Assignment: Word for word, please restate the line containing "of the tree" and all the lines that follow it to the end of the data.

Data items:
· · · · ·
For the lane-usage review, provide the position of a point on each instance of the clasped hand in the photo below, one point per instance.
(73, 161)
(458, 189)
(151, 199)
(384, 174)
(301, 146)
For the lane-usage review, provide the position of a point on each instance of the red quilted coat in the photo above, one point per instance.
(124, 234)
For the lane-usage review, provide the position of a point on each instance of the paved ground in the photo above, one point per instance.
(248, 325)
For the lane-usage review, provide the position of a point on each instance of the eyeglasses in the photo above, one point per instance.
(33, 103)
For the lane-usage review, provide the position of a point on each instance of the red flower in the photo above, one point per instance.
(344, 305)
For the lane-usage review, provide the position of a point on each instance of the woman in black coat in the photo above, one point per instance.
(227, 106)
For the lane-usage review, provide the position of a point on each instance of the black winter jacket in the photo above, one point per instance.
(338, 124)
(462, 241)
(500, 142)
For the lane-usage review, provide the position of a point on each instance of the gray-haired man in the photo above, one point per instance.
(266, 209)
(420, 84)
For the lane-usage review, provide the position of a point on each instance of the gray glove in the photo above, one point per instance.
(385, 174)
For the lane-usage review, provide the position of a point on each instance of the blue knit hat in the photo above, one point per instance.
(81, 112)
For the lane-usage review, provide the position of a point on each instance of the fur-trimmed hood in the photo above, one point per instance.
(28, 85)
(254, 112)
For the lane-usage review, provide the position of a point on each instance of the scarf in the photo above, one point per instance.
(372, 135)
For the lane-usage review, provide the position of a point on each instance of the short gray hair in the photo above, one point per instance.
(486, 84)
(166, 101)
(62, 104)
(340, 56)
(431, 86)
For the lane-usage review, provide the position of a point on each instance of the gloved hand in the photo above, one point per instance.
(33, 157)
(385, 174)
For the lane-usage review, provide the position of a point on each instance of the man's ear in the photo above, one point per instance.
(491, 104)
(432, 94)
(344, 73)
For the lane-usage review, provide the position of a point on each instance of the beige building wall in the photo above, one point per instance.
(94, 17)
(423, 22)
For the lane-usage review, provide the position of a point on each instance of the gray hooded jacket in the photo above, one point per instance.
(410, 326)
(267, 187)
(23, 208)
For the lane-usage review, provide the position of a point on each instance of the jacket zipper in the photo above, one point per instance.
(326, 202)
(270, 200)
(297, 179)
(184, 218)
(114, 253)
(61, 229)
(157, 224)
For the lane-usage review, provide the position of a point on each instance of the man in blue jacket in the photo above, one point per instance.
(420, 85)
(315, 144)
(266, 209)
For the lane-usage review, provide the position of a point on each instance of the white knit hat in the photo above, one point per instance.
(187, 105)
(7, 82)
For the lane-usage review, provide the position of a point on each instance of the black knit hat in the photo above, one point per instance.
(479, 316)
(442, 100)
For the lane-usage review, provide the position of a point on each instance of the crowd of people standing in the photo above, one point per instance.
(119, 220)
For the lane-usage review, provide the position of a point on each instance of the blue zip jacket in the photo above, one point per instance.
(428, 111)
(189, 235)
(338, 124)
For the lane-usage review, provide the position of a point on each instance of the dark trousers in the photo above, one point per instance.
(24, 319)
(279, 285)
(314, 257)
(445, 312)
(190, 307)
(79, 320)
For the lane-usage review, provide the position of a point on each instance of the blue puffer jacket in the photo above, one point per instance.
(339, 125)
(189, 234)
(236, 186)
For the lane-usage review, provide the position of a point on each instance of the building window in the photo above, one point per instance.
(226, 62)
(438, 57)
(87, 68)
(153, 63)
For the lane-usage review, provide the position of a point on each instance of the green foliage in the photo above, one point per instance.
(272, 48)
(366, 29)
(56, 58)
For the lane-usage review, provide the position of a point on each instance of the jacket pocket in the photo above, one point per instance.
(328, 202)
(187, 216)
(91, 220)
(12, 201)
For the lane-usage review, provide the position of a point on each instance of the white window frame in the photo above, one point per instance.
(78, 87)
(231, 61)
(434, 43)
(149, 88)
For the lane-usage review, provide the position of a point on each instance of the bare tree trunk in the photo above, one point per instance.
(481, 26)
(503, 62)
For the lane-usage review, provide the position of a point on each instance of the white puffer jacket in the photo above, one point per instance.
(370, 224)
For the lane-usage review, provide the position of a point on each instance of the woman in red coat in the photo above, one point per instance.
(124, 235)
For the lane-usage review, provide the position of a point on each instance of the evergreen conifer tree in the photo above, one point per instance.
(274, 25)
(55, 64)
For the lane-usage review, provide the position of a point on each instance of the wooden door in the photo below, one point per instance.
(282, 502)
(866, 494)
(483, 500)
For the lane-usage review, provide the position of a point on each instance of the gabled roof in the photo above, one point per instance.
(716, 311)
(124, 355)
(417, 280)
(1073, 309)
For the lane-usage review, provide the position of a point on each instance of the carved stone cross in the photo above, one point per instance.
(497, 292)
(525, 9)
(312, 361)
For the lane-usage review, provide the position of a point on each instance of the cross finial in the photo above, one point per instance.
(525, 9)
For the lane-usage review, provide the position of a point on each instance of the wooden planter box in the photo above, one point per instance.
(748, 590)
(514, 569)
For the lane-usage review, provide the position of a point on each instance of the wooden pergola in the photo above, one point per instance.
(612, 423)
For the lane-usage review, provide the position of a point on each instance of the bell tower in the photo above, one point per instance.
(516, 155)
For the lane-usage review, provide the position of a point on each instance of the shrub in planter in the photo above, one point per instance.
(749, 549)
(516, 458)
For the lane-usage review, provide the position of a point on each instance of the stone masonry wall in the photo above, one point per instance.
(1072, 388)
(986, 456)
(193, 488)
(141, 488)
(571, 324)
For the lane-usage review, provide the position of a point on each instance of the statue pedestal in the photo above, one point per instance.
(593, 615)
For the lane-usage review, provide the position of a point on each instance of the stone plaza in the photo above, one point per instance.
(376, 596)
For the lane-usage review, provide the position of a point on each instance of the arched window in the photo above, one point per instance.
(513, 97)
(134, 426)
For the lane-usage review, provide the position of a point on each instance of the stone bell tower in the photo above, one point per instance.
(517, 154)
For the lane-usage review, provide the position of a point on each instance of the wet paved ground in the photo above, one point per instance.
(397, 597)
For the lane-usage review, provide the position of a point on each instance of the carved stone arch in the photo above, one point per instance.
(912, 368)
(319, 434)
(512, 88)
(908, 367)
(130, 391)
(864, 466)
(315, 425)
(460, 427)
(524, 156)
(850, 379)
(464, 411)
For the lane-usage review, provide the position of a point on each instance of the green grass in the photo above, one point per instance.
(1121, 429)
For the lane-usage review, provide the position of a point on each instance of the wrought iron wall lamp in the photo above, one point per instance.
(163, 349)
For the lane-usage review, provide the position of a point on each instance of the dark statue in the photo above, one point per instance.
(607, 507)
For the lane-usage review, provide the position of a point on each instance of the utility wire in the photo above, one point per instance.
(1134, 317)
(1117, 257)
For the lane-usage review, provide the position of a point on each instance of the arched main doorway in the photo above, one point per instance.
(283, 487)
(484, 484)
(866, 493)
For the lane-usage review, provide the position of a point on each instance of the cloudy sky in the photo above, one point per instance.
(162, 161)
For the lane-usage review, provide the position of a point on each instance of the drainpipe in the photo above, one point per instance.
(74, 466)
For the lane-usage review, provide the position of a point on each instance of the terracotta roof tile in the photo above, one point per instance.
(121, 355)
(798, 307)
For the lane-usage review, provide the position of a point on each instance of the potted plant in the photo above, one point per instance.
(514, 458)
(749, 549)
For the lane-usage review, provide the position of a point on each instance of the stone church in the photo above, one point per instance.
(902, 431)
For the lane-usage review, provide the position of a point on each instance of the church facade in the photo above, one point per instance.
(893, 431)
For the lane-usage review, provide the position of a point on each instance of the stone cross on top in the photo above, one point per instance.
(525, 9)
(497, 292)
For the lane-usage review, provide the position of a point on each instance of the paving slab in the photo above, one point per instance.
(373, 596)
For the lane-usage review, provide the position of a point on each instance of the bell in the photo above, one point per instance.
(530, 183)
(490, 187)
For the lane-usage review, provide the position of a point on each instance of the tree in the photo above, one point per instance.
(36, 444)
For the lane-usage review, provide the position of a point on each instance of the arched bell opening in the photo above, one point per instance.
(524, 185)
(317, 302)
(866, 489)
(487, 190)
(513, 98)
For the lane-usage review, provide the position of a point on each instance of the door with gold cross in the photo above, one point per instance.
· · · · ·
Task answer:
For the lane-usage review, provide the position of a point on each instance of the tree in the photo above, one point per instance.
(36, 444)
For the lane-usage review, provide the position of a point on each instance of the arched bell opening in the photo above, one point per instance.
(524, 185)
(317, 302)
(866, 489)
(487, 190)
(513, 98)
For the lane-usage review, provide the position of a point on each instance of the door with gold cross in the photo above, one point per instance.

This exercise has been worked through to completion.